## TASK DATA
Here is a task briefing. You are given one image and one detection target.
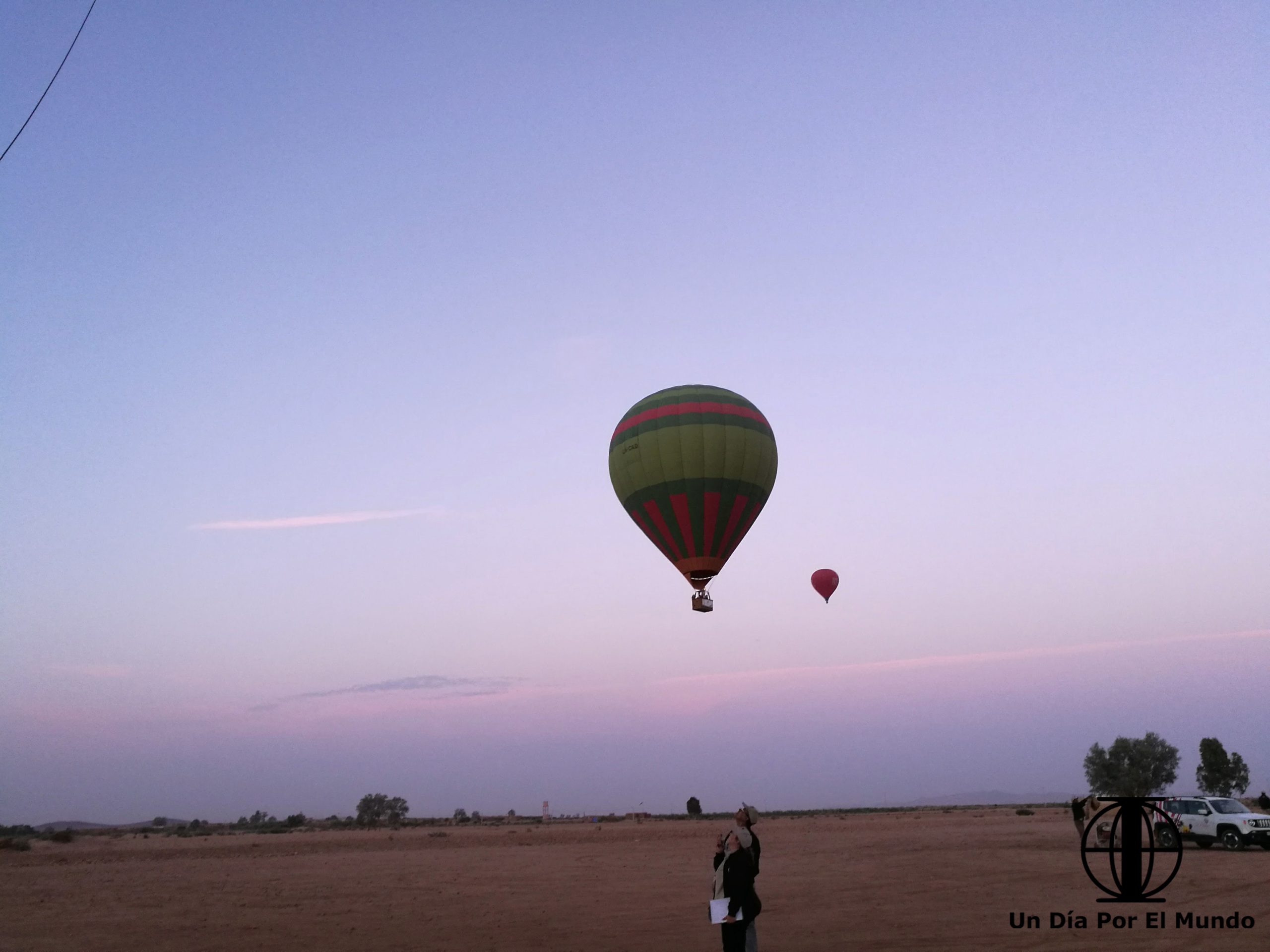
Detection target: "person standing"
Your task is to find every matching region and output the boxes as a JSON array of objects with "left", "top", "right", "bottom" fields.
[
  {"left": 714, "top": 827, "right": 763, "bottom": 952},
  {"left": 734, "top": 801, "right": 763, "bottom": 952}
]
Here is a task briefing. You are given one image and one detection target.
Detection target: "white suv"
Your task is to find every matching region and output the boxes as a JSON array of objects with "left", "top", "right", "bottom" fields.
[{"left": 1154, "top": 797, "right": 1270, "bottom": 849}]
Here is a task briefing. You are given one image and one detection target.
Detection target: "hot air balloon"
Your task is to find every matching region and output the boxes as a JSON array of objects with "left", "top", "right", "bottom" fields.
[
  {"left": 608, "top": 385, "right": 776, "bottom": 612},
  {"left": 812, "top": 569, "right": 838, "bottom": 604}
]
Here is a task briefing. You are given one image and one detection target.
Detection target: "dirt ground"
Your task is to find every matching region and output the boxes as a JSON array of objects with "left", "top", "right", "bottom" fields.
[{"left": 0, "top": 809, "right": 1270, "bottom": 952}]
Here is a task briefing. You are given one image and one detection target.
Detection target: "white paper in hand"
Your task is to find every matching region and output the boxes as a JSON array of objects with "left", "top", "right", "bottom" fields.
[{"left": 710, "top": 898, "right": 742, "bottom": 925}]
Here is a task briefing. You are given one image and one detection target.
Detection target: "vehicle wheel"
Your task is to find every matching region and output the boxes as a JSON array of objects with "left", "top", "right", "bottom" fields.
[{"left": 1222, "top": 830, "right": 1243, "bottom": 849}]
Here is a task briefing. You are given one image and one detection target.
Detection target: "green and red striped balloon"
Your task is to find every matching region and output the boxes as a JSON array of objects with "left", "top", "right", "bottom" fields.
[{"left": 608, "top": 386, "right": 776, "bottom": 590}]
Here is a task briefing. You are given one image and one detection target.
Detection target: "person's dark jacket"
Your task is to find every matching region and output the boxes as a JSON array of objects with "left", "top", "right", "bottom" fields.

## GOAL
Report every line of the items above that contains the string "person", copying each such line in full.

## SOLUTION TO THIS EXERCISE
Detection target: "person standing"
Detection target: "person's dark jacket"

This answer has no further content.